Excerpted text ::
──────────
12.2 Since the date on which the Stock Statement was prepared since there have been no abnormal movements in levels of the Stock, other than in the ordinary course of business.
FINANCIAL INFORMATION
13 Sales Statement
13.1 The figure attributed to Periods 1 to 12, 2005, System Sales in column (2) of the Sales Statement does not overstate the system sales of the Perfect Pizza business operated by the Vendor in the period from 27 December 2004 to 25 December 2005.
13.2 The figure attributed to Periods 1 to 12, 2005, Food Sales in column (2) of the Sales Statement does not misstate in any material respect the food sales of the Vendor to Perfect Pizza franchisees in the period from 27 December 2004 to 25 December 2005.
13.3 The figure attributed to Periods 1 to 12, 2005, Marketing Income in column (2) of the Sales Statement does not overstate the invoiced marketing income of the Perfect Pizza franchising business as operated by the Vendor in the period from 27 December 2004 to 25 December 2005.
13.4 The figure attributed to Periods 1 to 12, 2005, Distribution Costs in column (2) of the Sales Statement does not misstate in any material respect the aggregate distribution costs of the Vendor in respect of distribution from the Gailey Park Site to Perfect Pizza franchisees and Papa Johns franchisees and other restaurants in the period from 27 December 2004 to 25 December 2005.
38
13.5 The figure attributed to Periods 1 to 12, 2005, Adjusted System Sales in column (2) of the Sales Statement does not overstate the system sales of the Franchise Sites in the period from 27 December 2004 to 25 December 2005.
──────────
Short task A ::
Pick out every line of the listing that contains the string "wheel". Case counts.
──────────
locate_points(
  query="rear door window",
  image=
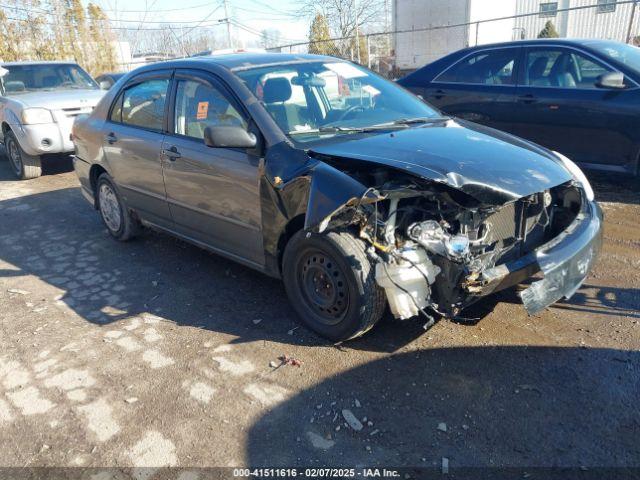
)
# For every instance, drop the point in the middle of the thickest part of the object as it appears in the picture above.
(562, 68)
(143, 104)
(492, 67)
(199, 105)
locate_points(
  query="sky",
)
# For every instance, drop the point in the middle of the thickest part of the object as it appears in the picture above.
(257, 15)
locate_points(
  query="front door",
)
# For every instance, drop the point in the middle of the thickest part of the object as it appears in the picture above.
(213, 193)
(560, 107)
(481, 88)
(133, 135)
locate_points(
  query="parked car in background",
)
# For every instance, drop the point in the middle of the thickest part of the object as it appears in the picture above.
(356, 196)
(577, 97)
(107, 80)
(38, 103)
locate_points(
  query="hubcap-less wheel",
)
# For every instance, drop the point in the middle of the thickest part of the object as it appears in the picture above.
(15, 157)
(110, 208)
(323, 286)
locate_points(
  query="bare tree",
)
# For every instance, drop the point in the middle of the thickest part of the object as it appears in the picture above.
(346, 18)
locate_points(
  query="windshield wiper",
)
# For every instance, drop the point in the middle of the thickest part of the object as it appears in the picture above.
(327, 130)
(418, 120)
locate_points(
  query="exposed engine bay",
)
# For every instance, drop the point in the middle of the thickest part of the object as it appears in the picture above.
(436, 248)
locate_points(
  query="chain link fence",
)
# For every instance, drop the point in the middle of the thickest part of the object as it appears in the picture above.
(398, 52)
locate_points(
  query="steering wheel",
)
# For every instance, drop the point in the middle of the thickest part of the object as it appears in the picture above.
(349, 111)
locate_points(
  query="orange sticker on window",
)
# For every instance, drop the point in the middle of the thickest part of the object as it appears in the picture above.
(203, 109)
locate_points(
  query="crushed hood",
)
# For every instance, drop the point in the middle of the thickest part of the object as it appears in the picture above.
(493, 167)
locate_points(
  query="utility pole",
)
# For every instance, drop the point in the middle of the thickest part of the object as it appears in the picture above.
──────────
Short task B ::
Using the Sales Statement excerpt, say yes or no to each statement and quote the exact words that decide it. (i) The Sales Statement figures cover the period from 27 December 2004 to 25 December 2005. (ii) The Food Sales figure is stated not to overstate the Vendor's food sales to Perfect Pizza franchisees. (iii) The Distribution Costs figure concerns distribution from the Gailey Park Site.

Final result A ::
  query="hubcap-less wheel",
  query="steering wheel",

Final result B ::
(i) Yes: "in the period from 27 December 2004 to 25 December 2005"
(ii) No: "does not misstate in any material respect the food sales of the Vendor to Perfect Pizza franchisees"
(iii) Yes: "in respect of distribution from the Gailey Park Site"